-- Begin Source records --

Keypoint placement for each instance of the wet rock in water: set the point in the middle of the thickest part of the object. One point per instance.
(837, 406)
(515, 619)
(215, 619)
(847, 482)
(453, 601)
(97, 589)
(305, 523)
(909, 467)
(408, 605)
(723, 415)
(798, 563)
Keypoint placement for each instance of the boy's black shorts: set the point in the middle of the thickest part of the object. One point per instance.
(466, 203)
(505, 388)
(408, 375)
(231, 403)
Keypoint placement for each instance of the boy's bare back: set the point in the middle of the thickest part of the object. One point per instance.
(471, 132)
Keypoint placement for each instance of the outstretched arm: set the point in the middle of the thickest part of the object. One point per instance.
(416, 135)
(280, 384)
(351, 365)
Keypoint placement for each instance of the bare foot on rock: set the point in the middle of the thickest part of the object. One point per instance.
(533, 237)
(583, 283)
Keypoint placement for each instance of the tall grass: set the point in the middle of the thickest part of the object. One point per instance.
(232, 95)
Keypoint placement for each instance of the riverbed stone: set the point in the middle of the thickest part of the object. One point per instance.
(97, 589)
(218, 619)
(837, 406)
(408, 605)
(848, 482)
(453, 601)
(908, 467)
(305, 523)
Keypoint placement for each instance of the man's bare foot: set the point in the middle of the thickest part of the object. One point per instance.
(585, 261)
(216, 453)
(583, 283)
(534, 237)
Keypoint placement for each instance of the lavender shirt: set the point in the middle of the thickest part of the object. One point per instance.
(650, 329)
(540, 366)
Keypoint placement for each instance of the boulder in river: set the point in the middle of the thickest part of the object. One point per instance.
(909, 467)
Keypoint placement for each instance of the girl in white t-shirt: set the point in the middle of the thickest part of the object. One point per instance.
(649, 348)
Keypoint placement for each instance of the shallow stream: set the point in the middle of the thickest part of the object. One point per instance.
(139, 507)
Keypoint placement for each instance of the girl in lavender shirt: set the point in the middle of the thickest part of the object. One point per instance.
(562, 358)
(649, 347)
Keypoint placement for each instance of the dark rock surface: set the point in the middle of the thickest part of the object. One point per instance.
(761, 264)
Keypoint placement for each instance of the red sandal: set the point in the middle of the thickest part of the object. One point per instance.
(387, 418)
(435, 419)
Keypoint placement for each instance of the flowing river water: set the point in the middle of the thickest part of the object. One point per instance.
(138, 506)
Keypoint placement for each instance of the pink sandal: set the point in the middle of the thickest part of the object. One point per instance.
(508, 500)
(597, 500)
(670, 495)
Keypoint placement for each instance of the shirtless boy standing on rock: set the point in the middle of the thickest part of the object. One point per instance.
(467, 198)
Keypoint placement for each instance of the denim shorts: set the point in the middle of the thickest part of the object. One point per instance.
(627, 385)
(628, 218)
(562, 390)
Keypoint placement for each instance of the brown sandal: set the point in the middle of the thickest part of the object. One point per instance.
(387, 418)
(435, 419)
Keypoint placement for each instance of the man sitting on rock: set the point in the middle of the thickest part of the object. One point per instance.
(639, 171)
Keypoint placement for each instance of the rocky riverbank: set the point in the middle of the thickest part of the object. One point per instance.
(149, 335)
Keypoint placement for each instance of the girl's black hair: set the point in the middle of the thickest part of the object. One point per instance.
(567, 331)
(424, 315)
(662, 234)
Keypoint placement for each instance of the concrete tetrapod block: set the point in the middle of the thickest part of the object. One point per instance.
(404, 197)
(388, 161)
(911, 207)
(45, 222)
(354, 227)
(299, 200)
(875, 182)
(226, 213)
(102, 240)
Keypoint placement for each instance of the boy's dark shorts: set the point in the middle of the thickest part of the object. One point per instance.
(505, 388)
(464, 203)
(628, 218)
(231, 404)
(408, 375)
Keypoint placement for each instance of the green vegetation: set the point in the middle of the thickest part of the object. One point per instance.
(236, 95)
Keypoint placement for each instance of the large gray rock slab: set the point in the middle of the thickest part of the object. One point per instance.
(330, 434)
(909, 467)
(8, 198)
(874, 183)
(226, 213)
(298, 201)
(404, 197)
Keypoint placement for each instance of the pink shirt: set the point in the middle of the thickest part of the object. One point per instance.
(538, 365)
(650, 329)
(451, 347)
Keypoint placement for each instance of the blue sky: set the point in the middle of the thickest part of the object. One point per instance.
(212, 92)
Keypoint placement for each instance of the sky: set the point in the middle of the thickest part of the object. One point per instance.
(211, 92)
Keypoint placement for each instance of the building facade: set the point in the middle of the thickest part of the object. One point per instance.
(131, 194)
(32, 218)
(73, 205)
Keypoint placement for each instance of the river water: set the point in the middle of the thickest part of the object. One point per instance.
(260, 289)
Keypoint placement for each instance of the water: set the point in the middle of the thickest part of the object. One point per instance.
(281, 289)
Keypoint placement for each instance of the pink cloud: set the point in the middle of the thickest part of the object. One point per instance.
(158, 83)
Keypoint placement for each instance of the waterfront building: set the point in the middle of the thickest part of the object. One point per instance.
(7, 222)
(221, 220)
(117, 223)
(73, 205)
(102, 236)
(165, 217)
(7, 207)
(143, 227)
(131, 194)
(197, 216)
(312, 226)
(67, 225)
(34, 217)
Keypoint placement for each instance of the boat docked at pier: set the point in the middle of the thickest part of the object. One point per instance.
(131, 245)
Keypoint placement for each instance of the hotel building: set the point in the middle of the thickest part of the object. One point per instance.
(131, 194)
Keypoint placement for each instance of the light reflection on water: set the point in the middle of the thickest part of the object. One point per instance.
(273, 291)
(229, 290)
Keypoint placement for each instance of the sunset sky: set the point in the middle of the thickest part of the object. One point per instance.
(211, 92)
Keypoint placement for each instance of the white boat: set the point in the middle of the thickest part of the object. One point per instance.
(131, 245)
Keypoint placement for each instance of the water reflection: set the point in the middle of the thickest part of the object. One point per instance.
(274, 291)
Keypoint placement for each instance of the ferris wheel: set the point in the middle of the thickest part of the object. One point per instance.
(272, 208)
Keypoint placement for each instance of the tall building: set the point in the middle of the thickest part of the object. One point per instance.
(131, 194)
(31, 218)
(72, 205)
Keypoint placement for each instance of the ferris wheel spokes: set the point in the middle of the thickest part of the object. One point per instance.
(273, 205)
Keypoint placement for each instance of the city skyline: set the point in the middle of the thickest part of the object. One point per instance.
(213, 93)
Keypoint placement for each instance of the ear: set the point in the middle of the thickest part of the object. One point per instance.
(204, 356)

-- End Source records --

What you will do >>
Reproduce all the records above, swapping "thickest part" for "widest part" wherever it occurs and leaving everything else unchanged.

Task output >>
Keypoint placement for each instance of the wet rock in water: set the point in the middle of the widest part of the object. One point per instance.
(837, 406)
(515, 619)
(215, 619)
(847, 482)
(453, 601)
(97, 589)
(305, 523)
(909, 467)
(408, 605)
(723, 415)
(798, 563)
Keypoint placement for each instance of the boy's black shorts: set the point in the middle of the widest part of the object. One point per instance.
(466, 203)
(505, 388)
(408, 375)
(231, 403)
Keypoint placement for each instance of the boy's bare back: set the point in the middle of the widest part of the object. One point per instance.
(471, 132)
Keypoint placement for each instance of the outstretched arm: set the point in the middle of the widest part of the object. One point per instance.
(416, 135)
(280, 384)
(351, 365)
Keypoint placement for each instance of the bare foot on rock: set the point in the middle of the widest part of the object. One point per instance.
(533, 237)
(583, 283)
Keypoint placement for each instance of the tall grass: set the point in the middle of the widest part of the object. One point per instance.
(232, 95)
Keypoint placement for each instance of the riverbed stone: set the point in the middle of the widest part of the object. One point per instance.
(97, 589)
(218, 619)
(837, 406)
(408, 605)
(848, 482)
(453, 601)
(908, 467)
(305, 523)
Keypoint placement for each instance of the man's bare foot: set the point in the middle of the widest part of the object. One point per instance.
(585, 261)
(216, 453)
(583, 283)
(534, 237)
Keypoint placement for each instance of the lavender shirt: set the point in the middle of the widest part of the object. One point per instance.
(650, 329)
(540, 366)
Keypoint placement for each instance of the boulder in river: set the point in the middle of the widest part of the object. One point per instance.
(909, 467)
Keypoint placement for each instance of the girl in white t-shirt: set the point in the middle of the widest part of the object. One point per instance.
(649, 348)
Keypoint placement for each instance of the shallow stream: set the point in the middle of the widest part of the object. One point per instance.
(139, 507)
Keypoint placement for each instance of the girl in lavender shirt: set the point in the middle of the widest part of the object. One point per instance.
(562, 358)
(649, 347)
Keypoint placement for each instance of the dark rock surface: set the point in the middle of the widest part of the object. One point per instance.
(761, 264)
Keypoint placement for each instance of the red sandal: set the point in the middle of the widest part of the object. One point per instance.
(387, 418)
(435, 419)
Keypoint placement for each instance of the flowing river water: set the point in the middle of the widest part of the object. One point per instance.
(138, 506)
Keypoint placement for each instance of the pink sandal: set the point in the middle of the widest part of the object. One point per instance.
(508, 500)
(597, 500)
(670, 495)
Keypoint placement for each instance of the shirtless boy standing on rock: set the point in the middle of the widest part of the object. One point per instance.
(467, 198)
Keypoint placement for each instance of the denim shorts: set the point in the middle of the widest part of the object. One point per instance.
(627, 385)
(628, 218)
(562, 390)
Keypoint placement for each instance of the brown sandal: set the point in the middle of the widest part of the object. One point per instance.
(387, 418)
(435, 419)
Keypoint placement for each instance of the man sitting on rock: set the point in the middle of the widest part of the object. One point per instance.
(639, 171)
Keypoint placement for each instance of the rocky riverbank: set the point in the middle of the widest part of the object. One point per instance.
(149, 335)
Keypoint placement for each instance of the girl's black hair: set the point in the middle of the widest part of the object. One point per instance.
(567, 331)
(424, 315)
(662, 234)
Keypoint placement for each instance of the concrete tetrapod block: set the point in the middle of the widest part of the object. One point per instance.
(404, 197)
(388, 161)
(911, 207)
(45, 222)
(354, 227)
(299, 200)
(875, 182)
(226, 213)
(102, 240)
Keypoint placement for each instance of the boy's dark shorts: set the point in the middle of the widest part of the object. One point per instance.
(505, 388)
(464, 203)
(628, 218)
(231, 404)
(408, 375)
Keypoint placement for each instance of the green vegetation: set the point in the middle of the widest part of the object. One point per instance.
(236, 95)
Keypoint placement for each instance of the large gray rock slab: set the point in the middle of the widest part of the object. One point per instance.
(330, 434)
(909, 467)
(8, 198)
(874, 183)
(226, 213)
(298, 201)
(404, 197)
Keypoint placement for each instance of the pink shirt: set the point in the middle of the widest part of the object. One point per instance.
(538, 365)
(650, 329)
(451, 347)
Keypoint placement for each instance of the blue sky: set the point in the middle of the widest part of the object. One point per instance.
(212, 92)
Keypoint placement for each instance of the sky: set the point in the middle of the widest part of the object. One point per instance.
(211, 92)
Keypoint placement for each instance of the building facade: set the point in the middle of the widest part of the object. One point per instance.
(131, 194)
(32, 218)
(73, 205)
Keypoint placement for each instance of the river water: set the point in the middle of the widest part of the object. One point per instance.
(260, 289)
Keypoint placement for each instance of the water: set the point in the middle of the widest part of the object. One point per instance.
(281, 289)
Keypoint placement for each instance of the pink cloud: set the point in the middle of the widest part of the object. One point per instance.
(158, 83)
Keypoint placement for each instance of the waterfront building: set the point in the middle of the widest part of the object. One point per instance.
(7, 222)
(221, 220)
(117, 223)
(73, 205)
(102, 236)
(165, 217)
(7, 207)
(143, 227)
(131, 194)
(197, 216)
(312, 226)
(67, 225)
(34, 217)
Keypoint placement for each instance of the boat docked at pier: set the point in the middle of the widest part of the object. One point per instance.
(131, 245)
Keypoint placement for each instance of the hotel building: set the point in the middle of the widest part of the object. One point per instance.
(131, 194)
Keypoint placement for each instance of the light reflection on water: set the point in the middle of the widest part of the object. One point per instance.
(273, 291)
(229, 290)
Keypoint placement for each instance of the sunset sky: set the point in the middle of the widest part of the object. One point per instance.
(211, 92)
Keypoint placement for each instance of the white boat: set the point in the middle of the widest part of the object. One point per instance.
(131, 245)
Keypoint placement for each instance of the water reflection: set the point in the middle of the widest part of the object. One point per instance.
(274, 291)
Keypoint placement for each instance of the ferris wheel: set the point in the middle of the widest part of the object. One point per instance.
(272, 208)
Keypoint placement for each instance of the tall building: set the point in the middle of the widest part of the object. One point per instance.
(131, 194)
(31, 218)
(72, 205)
Keypoint placement for each instance of the ferris wheel spokes: set the point in the middle of the widest part of the object. One point per instance.
(273, 205)
Keypoint placement for each instance of the city skyline: set the point in the middle of the widest part of the object. One point per instance.
(213, 93)
Keypoint placement for each instance of the ear: set the point in the middle of the widest part of the object. One point per instance.
(204, 356)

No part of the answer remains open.